What is required
Count every line in the entries that contains "tractor". Report that count alone.

Records to use
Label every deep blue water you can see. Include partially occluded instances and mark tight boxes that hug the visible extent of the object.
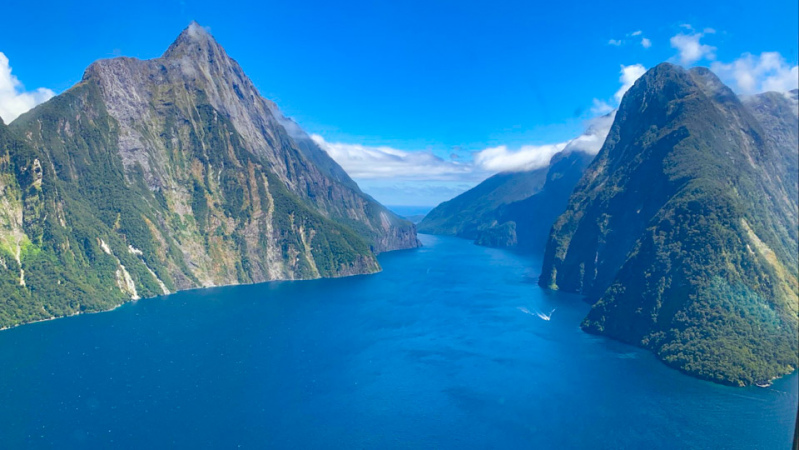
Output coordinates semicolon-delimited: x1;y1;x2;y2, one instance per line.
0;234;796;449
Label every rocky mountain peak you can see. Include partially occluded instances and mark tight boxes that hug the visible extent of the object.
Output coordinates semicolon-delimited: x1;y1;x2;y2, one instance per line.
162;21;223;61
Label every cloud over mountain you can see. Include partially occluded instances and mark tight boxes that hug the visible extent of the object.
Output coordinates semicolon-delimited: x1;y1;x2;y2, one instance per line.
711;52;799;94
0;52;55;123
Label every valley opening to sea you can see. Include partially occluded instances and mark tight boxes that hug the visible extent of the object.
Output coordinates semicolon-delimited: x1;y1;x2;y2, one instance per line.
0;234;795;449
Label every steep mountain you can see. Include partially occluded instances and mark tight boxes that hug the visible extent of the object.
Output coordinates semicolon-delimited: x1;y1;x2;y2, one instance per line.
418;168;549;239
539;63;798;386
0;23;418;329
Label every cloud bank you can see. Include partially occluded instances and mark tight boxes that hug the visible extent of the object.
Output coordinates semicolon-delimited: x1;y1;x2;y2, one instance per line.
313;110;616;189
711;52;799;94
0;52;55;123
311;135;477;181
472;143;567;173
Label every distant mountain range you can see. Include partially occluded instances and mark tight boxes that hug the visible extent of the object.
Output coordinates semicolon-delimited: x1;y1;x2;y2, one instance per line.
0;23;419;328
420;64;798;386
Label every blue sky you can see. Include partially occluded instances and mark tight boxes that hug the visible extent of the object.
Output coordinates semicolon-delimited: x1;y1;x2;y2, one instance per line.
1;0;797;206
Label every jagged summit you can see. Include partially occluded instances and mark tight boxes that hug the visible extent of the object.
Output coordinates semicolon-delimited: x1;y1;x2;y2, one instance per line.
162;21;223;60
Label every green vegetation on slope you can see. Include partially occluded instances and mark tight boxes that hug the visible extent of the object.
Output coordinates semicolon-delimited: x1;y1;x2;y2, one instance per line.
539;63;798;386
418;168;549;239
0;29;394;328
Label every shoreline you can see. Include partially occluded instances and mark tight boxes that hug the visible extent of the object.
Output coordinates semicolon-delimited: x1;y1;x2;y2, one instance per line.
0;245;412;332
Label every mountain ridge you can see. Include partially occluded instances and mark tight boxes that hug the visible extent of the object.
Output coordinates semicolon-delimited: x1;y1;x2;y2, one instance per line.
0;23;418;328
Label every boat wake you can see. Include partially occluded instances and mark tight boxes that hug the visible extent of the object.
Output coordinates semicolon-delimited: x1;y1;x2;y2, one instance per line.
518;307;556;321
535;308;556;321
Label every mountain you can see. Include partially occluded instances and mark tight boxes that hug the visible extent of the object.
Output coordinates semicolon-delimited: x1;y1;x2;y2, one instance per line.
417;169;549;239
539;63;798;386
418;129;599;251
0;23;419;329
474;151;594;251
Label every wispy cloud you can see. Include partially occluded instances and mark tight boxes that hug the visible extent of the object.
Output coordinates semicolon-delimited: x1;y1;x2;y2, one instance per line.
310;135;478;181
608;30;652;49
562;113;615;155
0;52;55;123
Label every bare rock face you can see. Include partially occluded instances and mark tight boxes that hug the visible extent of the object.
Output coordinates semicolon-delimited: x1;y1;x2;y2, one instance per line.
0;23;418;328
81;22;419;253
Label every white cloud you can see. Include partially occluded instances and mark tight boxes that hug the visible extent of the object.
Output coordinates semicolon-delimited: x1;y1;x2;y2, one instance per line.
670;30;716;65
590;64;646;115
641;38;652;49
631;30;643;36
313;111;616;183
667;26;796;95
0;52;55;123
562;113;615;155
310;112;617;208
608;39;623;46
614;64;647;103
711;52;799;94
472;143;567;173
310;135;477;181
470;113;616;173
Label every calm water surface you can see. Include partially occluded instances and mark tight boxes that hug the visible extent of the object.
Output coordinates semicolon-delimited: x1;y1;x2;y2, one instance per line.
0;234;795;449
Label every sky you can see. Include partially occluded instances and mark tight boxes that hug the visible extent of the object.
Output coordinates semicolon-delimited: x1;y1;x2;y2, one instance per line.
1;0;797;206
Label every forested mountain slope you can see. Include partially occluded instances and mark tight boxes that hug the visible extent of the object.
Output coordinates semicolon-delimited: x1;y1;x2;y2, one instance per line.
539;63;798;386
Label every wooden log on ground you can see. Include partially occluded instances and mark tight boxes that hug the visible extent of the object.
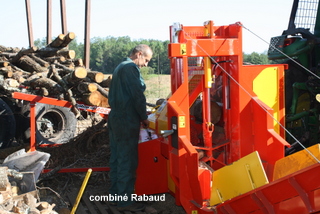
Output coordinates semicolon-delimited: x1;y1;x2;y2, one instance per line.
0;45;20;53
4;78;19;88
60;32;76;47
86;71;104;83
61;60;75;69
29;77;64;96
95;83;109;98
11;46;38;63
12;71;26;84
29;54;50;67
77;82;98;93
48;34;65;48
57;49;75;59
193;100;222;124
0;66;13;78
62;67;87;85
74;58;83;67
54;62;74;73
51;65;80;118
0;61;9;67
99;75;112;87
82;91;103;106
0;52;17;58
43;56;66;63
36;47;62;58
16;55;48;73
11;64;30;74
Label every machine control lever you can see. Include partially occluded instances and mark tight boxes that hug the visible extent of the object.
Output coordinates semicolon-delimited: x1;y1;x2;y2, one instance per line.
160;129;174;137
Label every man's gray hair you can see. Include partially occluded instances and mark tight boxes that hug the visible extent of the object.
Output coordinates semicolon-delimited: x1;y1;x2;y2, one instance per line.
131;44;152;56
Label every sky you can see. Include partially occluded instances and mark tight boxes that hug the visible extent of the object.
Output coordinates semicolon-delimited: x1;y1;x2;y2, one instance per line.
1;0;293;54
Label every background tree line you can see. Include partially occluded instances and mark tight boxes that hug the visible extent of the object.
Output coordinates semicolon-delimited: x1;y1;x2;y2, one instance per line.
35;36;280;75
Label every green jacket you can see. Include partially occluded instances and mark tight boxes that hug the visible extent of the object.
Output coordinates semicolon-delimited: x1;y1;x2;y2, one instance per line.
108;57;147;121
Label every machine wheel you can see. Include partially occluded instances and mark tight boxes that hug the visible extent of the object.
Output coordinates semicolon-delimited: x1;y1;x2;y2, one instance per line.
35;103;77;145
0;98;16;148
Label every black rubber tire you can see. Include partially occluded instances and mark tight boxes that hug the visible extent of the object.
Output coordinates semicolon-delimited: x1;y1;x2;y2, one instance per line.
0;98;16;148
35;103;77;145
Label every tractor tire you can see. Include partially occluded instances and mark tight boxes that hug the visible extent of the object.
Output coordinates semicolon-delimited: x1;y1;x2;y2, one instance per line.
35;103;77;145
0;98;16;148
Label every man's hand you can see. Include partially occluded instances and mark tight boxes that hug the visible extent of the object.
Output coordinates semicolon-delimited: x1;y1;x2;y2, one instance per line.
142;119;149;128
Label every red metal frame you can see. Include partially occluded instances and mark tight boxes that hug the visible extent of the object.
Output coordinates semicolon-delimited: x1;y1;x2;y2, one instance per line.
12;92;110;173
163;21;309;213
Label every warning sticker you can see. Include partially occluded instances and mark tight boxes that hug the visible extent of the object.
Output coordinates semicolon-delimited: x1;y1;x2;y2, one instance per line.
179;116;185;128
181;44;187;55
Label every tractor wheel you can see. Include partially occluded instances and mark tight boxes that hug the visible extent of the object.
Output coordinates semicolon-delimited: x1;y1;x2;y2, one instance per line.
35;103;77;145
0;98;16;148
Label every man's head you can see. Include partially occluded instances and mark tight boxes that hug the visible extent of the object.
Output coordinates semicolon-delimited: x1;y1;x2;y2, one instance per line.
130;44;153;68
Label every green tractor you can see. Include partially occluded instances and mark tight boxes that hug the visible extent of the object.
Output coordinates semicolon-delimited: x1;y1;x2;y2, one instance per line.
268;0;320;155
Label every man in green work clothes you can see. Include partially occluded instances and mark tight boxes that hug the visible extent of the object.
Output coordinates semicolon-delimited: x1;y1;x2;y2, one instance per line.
...
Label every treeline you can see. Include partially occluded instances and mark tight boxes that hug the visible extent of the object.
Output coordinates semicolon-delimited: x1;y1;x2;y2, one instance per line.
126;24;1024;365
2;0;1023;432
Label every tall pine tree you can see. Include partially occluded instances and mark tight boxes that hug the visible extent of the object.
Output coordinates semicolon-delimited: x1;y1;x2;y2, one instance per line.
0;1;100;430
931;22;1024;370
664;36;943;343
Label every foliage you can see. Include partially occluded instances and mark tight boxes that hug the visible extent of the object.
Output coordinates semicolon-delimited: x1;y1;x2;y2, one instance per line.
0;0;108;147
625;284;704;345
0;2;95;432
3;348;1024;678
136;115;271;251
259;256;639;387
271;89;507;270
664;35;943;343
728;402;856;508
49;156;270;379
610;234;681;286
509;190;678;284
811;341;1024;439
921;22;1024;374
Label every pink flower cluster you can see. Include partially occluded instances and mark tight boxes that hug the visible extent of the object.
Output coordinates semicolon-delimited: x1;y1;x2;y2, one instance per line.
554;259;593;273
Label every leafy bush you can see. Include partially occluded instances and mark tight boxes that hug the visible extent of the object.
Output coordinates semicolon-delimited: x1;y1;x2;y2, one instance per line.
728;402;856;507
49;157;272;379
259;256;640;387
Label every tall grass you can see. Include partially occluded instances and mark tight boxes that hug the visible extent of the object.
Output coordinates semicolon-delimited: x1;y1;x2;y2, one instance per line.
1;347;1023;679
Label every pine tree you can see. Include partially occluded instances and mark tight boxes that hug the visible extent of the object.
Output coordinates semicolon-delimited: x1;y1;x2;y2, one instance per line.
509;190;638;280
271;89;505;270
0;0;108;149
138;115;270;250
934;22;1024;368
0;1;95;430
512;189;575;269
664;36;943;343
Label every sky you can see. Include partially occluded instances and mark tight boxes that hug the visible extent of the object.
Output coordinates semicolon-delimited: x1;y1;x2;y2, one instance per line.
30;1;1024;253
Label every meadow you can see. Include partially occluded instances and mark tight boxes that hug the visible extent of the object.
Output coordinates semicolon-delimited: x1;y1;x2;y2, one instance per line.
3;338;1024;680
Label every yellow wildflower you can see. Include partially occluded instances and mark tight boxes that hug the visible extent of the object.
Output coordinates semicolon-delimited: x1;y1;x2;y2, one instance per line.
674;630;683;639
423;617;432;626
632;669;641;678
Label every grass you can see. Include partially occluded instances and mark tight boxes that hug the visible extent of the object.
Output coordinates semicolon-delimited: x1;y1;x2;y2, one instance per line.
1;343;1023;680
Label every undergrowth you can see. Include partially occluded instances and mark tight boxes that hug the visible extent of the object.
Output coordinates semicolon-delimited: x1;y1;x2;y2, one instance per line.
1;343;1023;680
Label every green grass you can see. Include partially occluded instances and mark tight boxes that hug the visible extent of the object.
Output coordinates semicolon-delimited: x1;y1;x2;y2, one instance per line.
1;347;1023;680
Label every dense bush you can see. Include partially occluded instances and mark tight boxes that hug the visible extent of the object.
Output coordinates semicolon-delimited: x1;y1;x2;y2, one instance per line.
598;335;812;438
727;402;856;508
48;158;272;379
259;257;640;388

Answer for the task
3